▶ _Source_:
- - - - - - -

Number validation: minimum, maximum, multipleOf
For numbers and integers, the validation keywords are arithmetic:
-
minimum/maximum, inclusive bounds -
exclusiveMinimum/exclusiveMaximum, exclusive bounds (in Draft 2020-12 these take a number, in older drafts they took a boolean) -
multipleOf, the value must be a multiple of this number
Validating a percentage that must be 0 to 100 in 0.01 increments:
{
"type": "number",
"minimum": 0,
"maximum": 100,
"multipleOf": 0.01
}
multipleOf has a floating-point trap I keep getting wrong. 0.1 is not exactly representable in IEEE 754, so { "multipleOf": 0.1 } will sometimes reject values you expect to pass. For money, I now store and validate as integer cents ({ "type": "integer", "minimum": 0 }). It is the same precision argument behind storing prices in the smallest currency unit everywhere else in the stack.

- - - - - - -

▶ _Extracted data_:
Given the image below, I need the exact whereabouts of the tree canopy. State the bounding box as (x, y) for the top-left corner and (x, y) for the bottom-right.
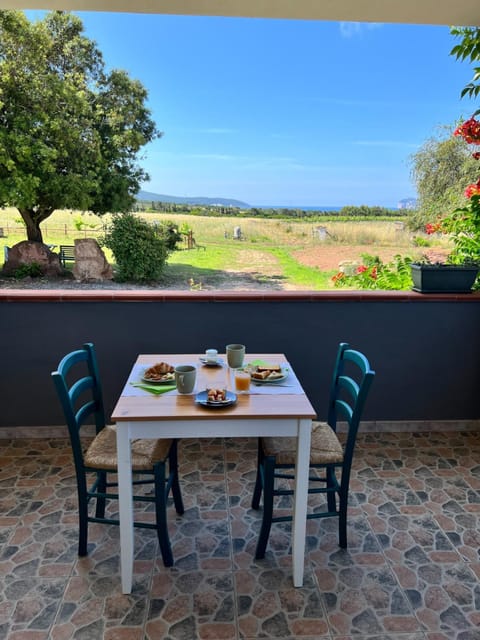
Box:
(411, 127), (478, 228)
(0, 11), (161, 242)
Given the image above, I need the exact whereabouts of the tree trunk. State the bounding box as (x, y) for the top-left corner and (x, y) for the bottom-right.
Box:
(18, 207), (54, 244)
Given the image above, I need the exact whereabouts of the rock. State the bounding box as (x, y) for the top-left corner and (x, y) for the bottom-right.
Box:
(2, 240), (63, 276)
(73, 238), (113, 282)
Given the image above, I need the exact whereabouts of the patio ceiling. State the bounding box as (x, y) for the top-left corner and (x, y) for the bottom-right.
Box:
(2, 0), (480, 26)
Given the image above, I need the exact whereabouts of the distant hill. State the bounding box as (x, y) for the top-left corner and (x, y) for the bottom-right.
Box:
(137, 191), (251, 209)
(398, 198), (417, 209)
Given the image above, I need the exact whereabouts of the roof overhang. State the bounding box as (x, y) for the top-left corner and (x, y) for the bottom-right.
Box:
(1, 0), (480, 26)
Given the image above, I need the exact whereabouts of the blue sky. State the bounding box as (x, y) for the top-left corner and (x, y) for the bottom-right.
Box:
(29, 12), (475, 207)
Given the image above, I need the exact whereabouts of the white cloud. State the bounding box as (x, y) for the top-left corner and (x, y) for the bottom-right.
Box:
(339, 22), (383, 38)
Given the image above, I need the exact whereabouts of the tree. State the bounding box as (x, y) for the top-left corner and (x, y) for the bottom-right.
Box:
(450, 27), (480, 104)
(0, 11), (161, 242)
(409, 127), (478, 229)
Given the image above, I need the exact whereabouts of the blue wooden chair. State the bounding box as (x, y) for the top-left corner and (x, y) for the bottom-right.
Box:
(252, 343), (375, 559)
(51, 343), (184, 567)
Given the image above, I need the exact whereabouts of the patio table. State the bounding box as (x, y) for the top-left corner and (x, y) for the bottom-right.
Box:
(112, 354), (315, 593)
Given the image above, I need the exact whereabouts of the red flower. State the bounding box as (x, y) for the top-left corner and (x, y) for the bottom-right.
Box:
(453, 116), (480, 144)
(463, 180), (480, 198)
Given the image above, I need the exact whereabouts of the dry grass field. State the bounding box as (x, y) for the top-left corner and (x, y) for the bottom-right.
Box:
(0, 209), (448, 290)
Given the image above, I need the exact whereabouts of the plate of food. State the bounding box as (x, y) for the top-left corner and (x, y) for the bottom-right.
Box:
(195, 389), (237, 409)
(200, 356), (223, 367)
(142, 362), (175, 384)
(246, 364), (288, 384)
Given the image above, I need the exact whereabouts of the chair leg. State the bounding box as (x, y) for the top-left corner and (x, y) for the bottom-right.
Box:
(78, 485), (88, 558)
(252, 438), (264, 509)
(168, 440), (185, 516)
(338, 489), (348, 549)
(95, 471), (107, 518)
(154, 462), (173, 567)
(255, 456), (275, 560)
(325, 467), (337, 511)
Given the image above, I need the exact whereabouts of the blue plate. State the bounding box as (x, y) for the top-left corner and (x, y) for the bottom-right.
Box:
(199, 358), (223, 367)
(195, 391), (237, 409)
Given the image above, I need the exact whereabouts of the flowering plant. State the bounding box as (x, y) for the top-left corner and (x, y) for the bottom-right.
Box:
(425, 116), (480, 280)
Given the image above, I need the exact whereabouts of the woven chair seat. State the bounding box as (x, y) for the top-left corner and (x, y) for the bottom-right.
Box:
(262, 422), (343, 466)
(84, 426), (172, 471)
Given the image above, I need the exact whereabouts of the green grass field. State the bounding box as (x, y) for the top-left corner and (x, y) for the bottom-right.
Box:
(0, 209), (452, 290)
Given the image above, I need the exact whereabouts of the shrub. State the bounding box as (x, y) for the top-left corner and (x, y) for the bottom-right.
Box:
(332, 254), (412, 290)
(100, 213), (180, 282)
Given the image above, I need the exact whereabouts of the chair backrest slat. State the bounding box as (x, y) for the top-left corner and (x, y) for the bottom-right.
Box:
(51, 343), (105, 475)
(328, 342), (375, 440)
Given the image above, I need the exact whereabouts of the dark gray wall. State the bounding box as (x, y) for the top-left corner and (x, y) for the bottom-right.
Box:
(0, 295), (480, 426)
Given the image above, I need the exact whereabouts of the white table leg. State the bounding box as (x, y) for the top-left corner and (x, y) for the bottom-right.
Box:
(117, 422), (133, 593)
(292, 420), (312, 587)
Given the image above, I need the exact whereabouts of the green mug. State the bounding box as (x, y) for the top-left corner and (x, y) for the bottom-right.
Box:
(175, 364), (197, 393)
(225, 344), (245, 369)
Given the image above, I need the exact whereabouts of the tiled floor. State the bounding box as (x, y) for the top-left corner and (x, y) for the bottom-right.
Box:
(0, 432), (480, 640)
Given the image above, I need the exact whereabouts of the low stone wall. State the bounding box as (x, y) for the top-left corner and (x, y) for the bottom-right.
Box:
(0, 289), (480, 428)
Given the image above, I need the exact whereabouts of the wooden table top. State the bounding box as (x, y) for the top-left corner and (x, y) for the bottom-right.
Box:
(112, 353), (316, 422)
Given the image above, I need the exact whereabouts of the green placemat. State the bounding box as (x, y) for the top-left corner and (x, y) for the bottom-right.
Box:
(130, 382), (177, 395)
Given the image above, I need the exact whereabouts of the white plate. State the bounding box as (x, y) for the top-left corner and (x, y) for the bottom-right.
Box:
(199, 358), (223, 367)
(252, 368), (288, 384)
(195, 391), (237, 409)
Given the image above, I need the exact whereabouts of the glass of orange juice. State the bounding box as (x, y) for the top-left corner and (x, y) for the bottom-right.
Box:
(233, 369), (250, 393)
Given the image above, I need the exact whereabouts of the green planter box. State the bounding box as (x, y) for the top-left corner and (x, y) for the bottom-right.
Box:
(410, 263), (478, 293)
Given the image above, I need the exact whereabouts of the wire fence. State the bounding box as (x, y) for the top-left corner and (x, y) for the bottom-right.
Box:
(0, 222), (105, 238)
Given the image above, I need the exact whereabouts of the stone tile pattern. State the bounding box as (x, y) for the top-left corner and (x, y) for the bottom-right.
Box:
(0, 431), (480, 640)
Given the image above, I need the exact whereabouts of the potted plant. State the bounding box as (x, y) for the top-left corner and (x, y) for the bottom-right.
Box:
(411, 116), (480, 293)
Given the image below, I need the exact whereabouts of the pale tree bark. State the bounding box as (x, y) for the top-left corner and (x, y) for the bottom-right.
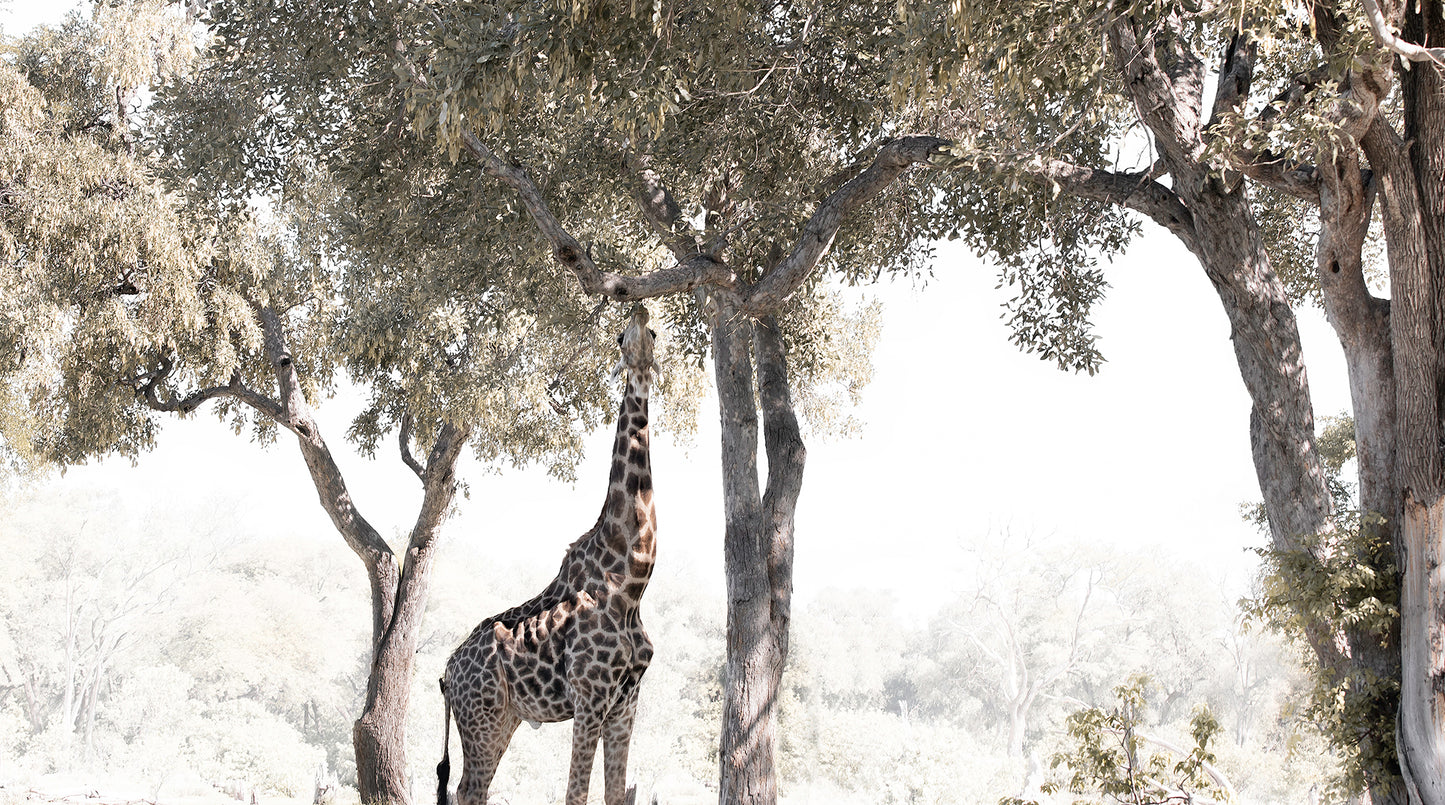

- - - - - - -

▶ _Problems to solve_:
[a] Please say whether each statement agrees with the number validation text, answering yes or no and quoting its deciding words: (i) In Draft 2020-12, exclusiveMinimum and exclusiveMaximum take a boolean. (ii) For money, the writer now stores and validates values as integer cents. (iii) 0.1 is exactly representable in IEEE 754.
[b] Rewrite the rows as a numbered list, beginning with the first line of the rows and going on through the line with "(18, 207), (54, 244)". Leave out blank lines and pictures.

▶ _Results by task_:
[a]
(i) No: "in Draft 2020-12 these take a number, in older drafts they took a boolean"
(ii) Yes: "For money, I now store and validate as integer cents"
(iii) No: "0.1 is not exactly representable in IEEE 754"

[b]
1. Given the image below, I need the exact whereabouts of the tree canopy. State the bounding box as (x, y) for the top-left corner and (x, y) for the bottom-right.
2. Box:
3. (411, 127), (478, 228)
4. (0, 11), (161, 242)
5. Given the image above, I need the exact whereabouts of the tree trunk. State the bounding box as (x, y) for the top-left corner and (x, y) for the bottom-right.
6. Box:
7. (18, 207), (54, 244)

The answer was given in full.